English.news.cn 2015-05-13 15:51:27

BEIJING, May 13 (Xinhua) -- Business revenues for China's software sector increased 17.5 percent year on year in the first quarter to 880 billion yuan (144 billion U.S.dollars), latest data revealed.

The growth rate for the quarter increased by 1.7 percentage points compared to the rate registered for the Jan.-Feb. period, said Chen Wei, director of the software service sector department under the Ministry of Industry and Information Technology.

"Due to innovation and technological upgrades, more and more software products became applicable, which further boosted the growth of hardware products," Chen said at a press conference held here Wednesday for the upcoming 19th Int'l Soft China, an exposition event to be held May 27-29 in Beijing.

The sector's fast growth has become a shining spot in China's economic development, the official said, adding it will play a core role in leading industrial innovation, boosting digitalization in industries and safeguarding nation's information security.

The Chinese government is pursuing two major development strategies, including "Internet Plus" and "Made in China 2025", to better the economy and upgrade industrial development with advanced technologies.

Sponsored by the Chinese government, the exposition is expected to attract more than 600 domestic software manufacturers as well as 30 software companies from overseas, including the United States and the Republic of Korea, Chen said.

-*-*-

**TASK INSTRUCTIONS:**
Rewrite the news report on China's software sector from "The growth rate" up to and including "27-29 in Beijing.", replacing "press conference" with "news briefing".

**PROVIDED MATERIAL:**
-*-*-

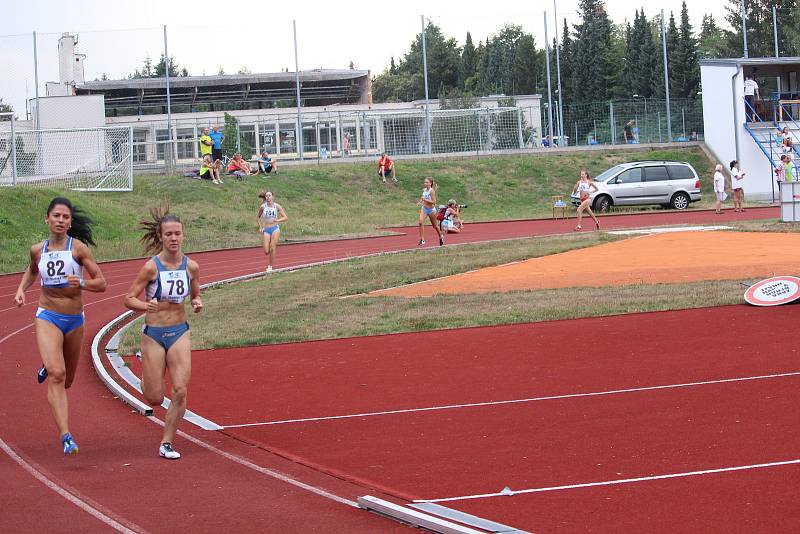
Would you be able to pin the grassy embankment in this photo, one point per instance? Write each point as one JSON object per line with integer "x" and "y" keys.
{"x": 321, "y": 201}
{"x": 329, "y": 302}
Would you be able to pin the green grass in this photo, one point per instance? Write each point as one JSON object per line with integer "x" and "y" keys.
{"x": 321, "y": 201}
{"x": 329, "y": 302}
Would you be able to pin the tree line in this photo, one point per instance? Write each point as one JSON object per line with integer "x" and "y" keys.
{"x": 600, "y": 60}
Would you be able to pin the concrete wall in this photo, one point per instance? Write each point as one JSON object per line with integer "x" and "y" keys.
{"x": 724, "y": 130}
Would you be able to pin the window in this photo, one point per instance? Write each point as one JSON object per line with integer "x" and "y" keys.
{"x": 680, "y": 172}
{"x": 656, "y": 174}
{"x": 631, "y": 176}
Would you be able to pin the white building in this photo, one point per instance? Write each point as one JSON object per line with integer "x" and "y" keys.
{"x": 731, "y": 133}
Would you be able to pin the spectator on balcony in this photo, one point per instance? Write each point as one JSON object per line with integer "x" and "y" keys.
{"x": 217, "y": 138}
{"x": 210, "y": 170}
{"x": 385, "y": 167}
{"x": 267, "y": 163}
{"x": 239, "y": 167}
{"x": 751, "y": 95}
{"x": 205, "y": 144}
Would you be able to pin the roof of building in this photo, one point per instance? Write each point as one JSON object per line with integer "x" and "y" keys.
{"x": 752, "y": 61}
{"x": 317, "y": 75}
{"x": 145, "y": 95}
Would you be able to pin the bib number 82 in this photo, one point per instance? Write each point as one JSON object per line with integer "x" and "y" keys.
{"x": 55, "y": 268}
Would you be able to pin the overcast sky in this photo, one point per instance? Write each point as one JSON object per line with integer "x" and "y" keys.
{"x": 205, "y": 35}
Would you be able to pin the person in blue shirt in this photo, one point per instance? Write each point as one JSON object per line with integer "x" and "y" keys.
{"x": 267, "y": 163}
{"x": 216, "y": 139}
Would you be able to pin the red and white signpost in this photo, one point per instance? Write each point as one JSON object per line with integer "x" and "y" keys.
{"x": 773, "y": 291}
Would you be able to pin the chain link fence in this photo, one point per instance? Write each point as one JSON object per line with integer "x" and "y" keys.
{"x": 90, "y": 159}
{"x": 641, "y": 120}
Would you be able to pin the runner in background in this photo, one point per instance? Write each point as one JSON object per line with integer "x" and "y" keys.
{"x": 427, "y": 204}
{"x": 61, "y": 261}
{"x": 737, "y": 184}
{"x": 270, "y": 214}
{"x": 585, "y": 185}
{"x": 167, "y": 279}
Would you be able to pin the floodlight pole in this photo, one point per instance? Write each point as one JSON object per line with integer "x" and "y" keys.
{"x": 169, "y": 105}
{"x": 666, "y": 76}
{"x": 36, "y": 82}
{"x": 425, "y": 72}
{"x": 299, "y": 140}
{"x": 775, "y": 36}
{"x": 549, "y": 89}
{"x": 744, "y": 30}
{"x": 558, "y": 77}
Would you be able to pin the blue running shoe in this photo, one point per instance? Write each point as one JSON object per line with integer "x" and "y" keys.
{"x": 70, "y": 447}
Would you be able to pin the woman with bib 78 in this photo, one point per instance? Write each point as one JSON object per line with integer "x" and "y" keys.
{"x": 167, "y": 279}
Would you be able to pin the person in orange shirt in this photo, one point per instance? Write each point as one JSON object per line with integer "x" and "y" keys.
{"x": 386, "y": 166}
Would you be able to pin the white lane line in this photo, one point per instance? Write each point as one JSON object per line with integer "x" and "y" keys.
{"x": 509, "y": 492}
{"x": 517, "y": 401}
{"x": 262, "y": 470}
{"x": 69, "y": 495}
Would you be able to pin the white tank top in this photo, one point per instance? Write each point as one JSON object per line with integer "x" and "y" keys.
{"x": 55, "y": 265}
{"x": 270, "y": 212}
{"x": 169, "y": 285}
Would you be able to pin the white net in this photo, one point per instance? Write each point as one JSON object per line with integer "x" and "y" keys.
{"x": 92, "y": 159}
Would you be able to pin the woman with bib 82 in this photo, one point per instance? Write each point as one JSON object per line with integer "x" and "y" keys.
{"x": 167, "y": 279}
{"x": 65, "y": 267}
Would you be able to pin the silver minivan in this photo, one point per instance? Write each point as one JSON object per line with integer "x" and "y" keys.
{"x": 672, "y": 184}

-*-*-

**ANSWER SPACE:**
The growth rate for the quarter increased by 1.7 percentage points compared to the rate registered for the Jan.-Feb. period, said Chen Wei, director of the software service sector department under the Ministry of Industry and Information Technology.

"Due to innovation and technological upgrades, more and more software products became applicable, which further boosted the growth of hardware products," Chen said at a news briefing held here Wednesday for the upcoming 19th Int'l Soft China, an exposition event to be held May 27-29 in Beijing.